[TASK INPUTS]
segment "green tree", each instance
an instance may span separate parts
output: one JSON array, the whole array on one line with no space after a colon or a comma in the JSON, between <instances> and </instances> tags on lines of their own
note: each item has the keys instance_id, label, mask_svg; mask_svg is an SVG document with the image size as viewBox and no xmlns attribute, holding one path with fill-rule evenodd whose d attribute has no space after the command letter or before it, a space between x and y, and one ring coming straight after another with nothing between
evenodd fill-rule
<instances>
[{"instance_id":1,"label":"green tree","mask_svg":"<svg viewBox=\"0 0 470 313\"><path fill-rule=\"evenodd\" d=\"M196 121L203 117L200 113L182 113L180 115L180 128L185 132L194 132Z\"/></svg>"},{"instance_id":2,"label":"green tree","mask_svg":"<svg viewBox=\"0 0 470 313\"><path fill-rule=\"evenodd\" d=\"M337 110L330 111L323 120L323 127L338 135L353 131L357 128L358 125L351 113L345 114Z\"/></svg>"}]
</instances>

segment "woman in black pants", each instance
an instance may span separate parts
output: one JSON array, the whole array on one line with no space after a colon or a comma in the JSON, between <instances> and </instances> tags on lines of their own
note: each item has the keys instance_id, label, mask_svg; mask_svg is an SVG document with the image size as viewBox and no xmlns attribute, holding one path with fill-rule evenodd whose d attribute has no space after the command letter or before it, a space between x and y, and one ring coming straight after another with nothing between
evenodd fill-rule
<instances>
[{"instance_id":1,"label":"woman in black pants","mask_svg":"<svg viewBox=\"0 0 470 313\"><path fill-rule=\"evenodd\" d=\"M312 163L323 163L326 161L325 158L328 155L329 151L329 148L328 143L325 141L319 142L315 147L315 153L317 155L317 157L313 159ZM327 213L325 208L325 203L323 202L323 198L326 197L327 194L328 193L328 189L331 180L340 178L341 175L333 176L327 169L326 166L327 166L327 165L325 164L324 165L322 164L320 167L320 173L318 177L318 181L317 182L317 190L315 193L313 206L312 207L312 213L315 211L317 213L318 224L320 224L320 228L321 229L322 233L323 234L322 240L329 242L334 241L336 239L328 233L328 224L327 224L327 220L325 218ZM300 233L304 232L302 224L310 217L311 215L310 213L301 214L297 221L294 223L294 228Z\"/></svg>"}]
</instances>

[YOUR OBJECTIVE] All of the material above needs to be copied exactly.

[CORRECT OUTPUT]
segment "green tree", each instance
an instance may span separate parts
output: one JSON array, the whole array on one line with no space after a colon or a comma in the JSON, between <instances> and </instances> tags on lines of their own
note: each item has the keys instance_id, label, mask_svg; mask_svg is an SVG document with the image size as viewBox and no xmlns attribute, holding one path with fill-rule evenodd whose d attribute has no space after the command letter or before it, a space between x and y, and one ring coming straight after another with nothing between
evenodd fill-rule
<instances>
[{"instance_id":1,"label":"green tree","mask_svg":"<svg viewBox=\"0 0 470 313\"><path fill-rule=\"evenodd\" d=\"M196 121L203 117L200 113L182 113L180 115L180 128L185 132L194 132Z\"/></svg>"},{"instance_id":2,"label":"green tree","mask_svg":"<svg viewBox=\"0 0 470 313\"><path fill-rule=\"evenodd\" d=\"M337 110L330 111L323 120L323 127L338 135L353 131L357 128L358 125L351 113L345 114Z\"/></svg>"}]
</instances>

segment "woman in black pants", each instance
an instance may span separate parts
output: one JSON array, the whole array on one line with no space after a colon or a comma in the JSON, between <instances> and </instances> tags on lines of their own
note: each item has the keys instance_id, label, mask_svg; mask_svg is an SVG document with the image size as viewBox and no xmlns attribute, holding one path with fill-rule evenodd whose d attribute has no space after the command letter or before it, a space between x and y, and one ring coming straight after another with nothing between
evenodd fill-rule
<instances>
[{"instance_id":1,"label":"woman in black pants","mask_svg":"<svg viewBox=\"0 0 470 313\"><path fill-rule=\"evenodd\" d=\"M312 163L323 163L326 161L325 158L328 155L329 151L329 148L328 143L325 141L319 142L315 147L315 153L317 155L317 157L313 159ZM327 213L325 208L325 203L323 202L323 198L326 197L327 194L328 193L328 189L331 180L340 178L341 175L333 176L327 169L326 166L327 166L327 165L325 164L324 165L322 164L320 167L320 173L318 177L318 181L317 182L317 190L315 193L313 206L312 207L312 213L315 211L317 213L318 224L320 224L320 228L321 229L322 233L323 234L322 240L329 242L334 241L336 239L328 233L328 224L327 224L327 220L325 218ZM300 233L304 232L302 224L310 217L311 215L310 213L301 214L297 221L294 223L294 228Z\"/></svg>"}]
</instances>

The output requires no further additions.